## THE INPUT

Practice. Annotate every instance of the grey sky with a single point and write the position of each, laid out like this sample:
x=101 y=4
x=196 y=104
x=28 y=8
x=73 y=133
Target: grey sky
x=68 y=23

## WHAT TO PRODUCE
Line by line, give the material above again exactly.

## RESULT OF THIS TASK
Practice. Annotate every instance of the grey sky with a single point and write the position of each, laid out like this sample:
x=101 y=4
x=196 y=104
x=28 y=8
x=73 y=133
Target: grey sky
x=68 y=23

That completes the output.